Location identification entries

------------------------------------

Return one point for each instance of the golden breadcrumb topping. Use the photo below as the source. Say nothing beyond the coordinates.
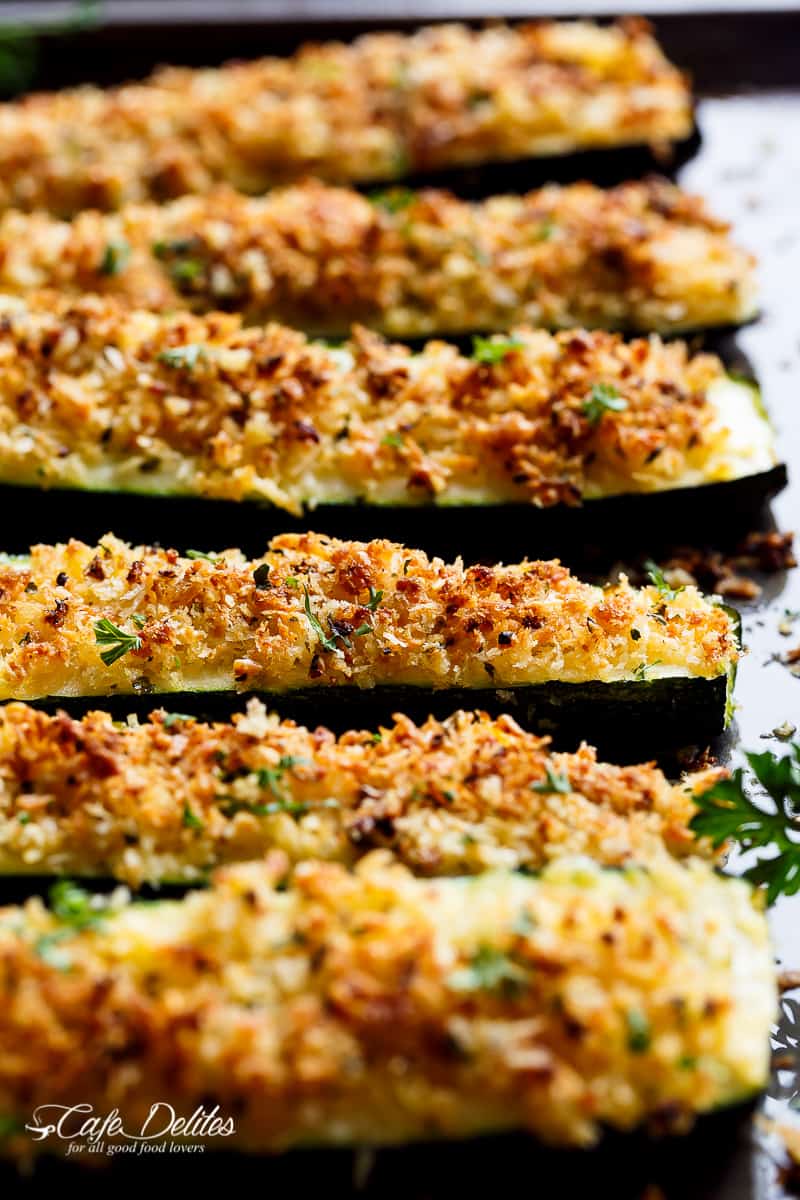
(641, 256)
(378, 109)
(92, 395)
(376, 1007)
(168, 799)
(314, 611)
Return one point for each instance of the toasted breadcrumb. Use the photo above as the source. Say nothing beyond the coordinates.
(90, 797)
(378, 109)
(323, 612)
(643, 256)
(376, 1007)
(92, 395)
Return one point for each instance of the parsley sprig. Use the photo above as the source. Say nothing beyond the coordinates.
(727, 811)
(115, 639)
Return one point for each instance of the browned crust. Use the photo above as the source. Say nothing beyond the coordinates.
(641, 256)
(385, 106)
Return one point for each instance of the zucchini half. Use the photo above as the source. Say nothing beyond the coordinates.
(353, 631)
(103, 799)
(325, 1007)
(534, 442)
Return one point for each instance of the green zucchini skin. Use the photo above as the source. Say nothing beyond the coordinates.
(624, 719)
(497, 532)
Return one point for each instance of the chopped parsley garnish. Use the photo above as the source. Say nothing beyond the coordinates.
(602, 399)
(186, 357)
(116, 640)
(328, 643)
(262, 576)
(638, 1031)
(491, 970)
(392, 199)
(186, 270)
(726, 810)
(656, 577)
(552, 783)
(115, 258)
(489, 351)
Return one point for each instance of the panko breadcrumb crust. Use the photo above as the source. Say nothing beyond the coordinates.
(643, 256)
(92, 395)
(323, 612)
(373, 1007)
(168, 799)
(380, 108)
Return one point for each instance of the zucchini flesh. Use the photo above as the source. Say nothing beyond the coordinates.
(447, 798)
(320, 622)
(323, 258)
(479, 985)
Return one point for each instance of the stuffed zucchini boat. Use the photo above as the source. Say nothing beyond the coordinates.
(643, 256)
(164, 801)
(97, 397)
(366, 629)
(382, 108)
(328, 1007)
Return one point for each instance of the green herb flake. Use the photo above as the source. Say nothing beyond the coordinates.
(116, 640)
(182, 357)
(641, 673)
(602, 399)
(638, 1031)
(262, 576)
(191, 821)
(170, 719)
(491, 351)
(552, 783)
(328, 643)
(491, 970)
(115, 258)
(656, 577)
(392, 199)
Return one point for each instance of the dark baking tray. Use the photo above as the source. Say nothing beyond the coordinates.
(746, 66)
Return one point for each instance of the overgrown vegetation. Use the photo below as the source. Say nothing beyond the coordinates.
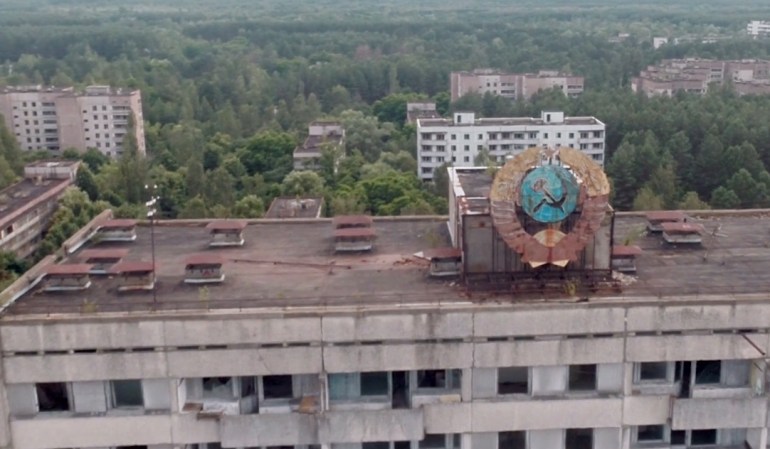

------------------------------------

● **INSTRUCTION**: Reproduce every entry above line for line, leaving out the pictures.

● **CORRECT ANSWER**:
Return one point for each instance of the golden breadcrumb topping. Use the photo below as the source. Say nothing beyond the coordinates.
(641, 256)
(378, 109)
(92, 395)
(376, 1007)
(168, 799)
(314, 611)
Return one point for each instance of the toasted breadcrumb. Use the photo above as the source. Say nothing beyond the coordinates.
(90, 797)
(378, 109)
(323, 612)
(643, 256)
(376, 1007)
(92, 395)
Return one point for each instance of the parsley sprig. Use the photo above as the source. Say nothing beyond the coordinates.
(727, 811)
(115, 639)
Return one point for each instance of the browned crust. Use the photo above as the source. Say nothing beyond the coordinates.
(641, 256)
(385, 106)
Return one point for each instance of the zucchini half. Use the photo above as the source. Say nothing beyond the coordinates.
(353, 631)
(103, 799)
(325, 1007)
(534, 442)
Return one point for each instance of the green zucchini skin. Use the photo above as the source. Say nothing beyond the coordinates.
(624, 719)
(497, 532)
Return one point for each instance of the chopped parsley garnish. Use the photo above as the source. Say nothing beyond the coordinates.
(602, 399)
(186, 357)
(116, 640)
(328, 643)
(262, 576)
(638, 1031)
(491, 970)
(392, 199)
(186, 270)
(726, 810)
(656, 577)
(552, 783)
(115, 258)
(489, 351)
Return one point for each instance of the panko breadcrumb crust. Use the photo above as the source. Say nothing beyond the coordinates.
(643, 256)
(92, 395)
(323, 612)
(373, 1007)
(168, 799)
(380, 108)
Return one point for each instance of the zucchini flesh. Use the photo above as the source. Say nothing beyond the coordinates.
(447, 798)
(320, 622)
(323, 258)
(479, 985)
Return one point for each instance of the stuffed zucchini boat. Use the photo above as the source. Say nothing beyond the coordinates.
(643, 256)
(164, 801)
(97, 397)
(366, 629)
(382, 108)
(328, 1007)
Return one point for each instance of the green herb flake. Use the photo above as the source. Say nothing beyond the coordinates.
(116, 640)
(182, 357)
(641, 673)
(602, 399)
(638, 1031)
(262, 576)
(191, 821)
(170, 719)
(491, 351)
(552, 783)
(328, 643)
(491, 970)
(115, 258)
(656, 577)
(392, 199)
Return one point for each instance of the dark baking tray. Use the photo above as the source. Say nothing beyond the coordinates.
(746, 66)
Return one point for each instance of the overgrown vegetation. Use the photo below as the source. Say nothing beyond the coordinates.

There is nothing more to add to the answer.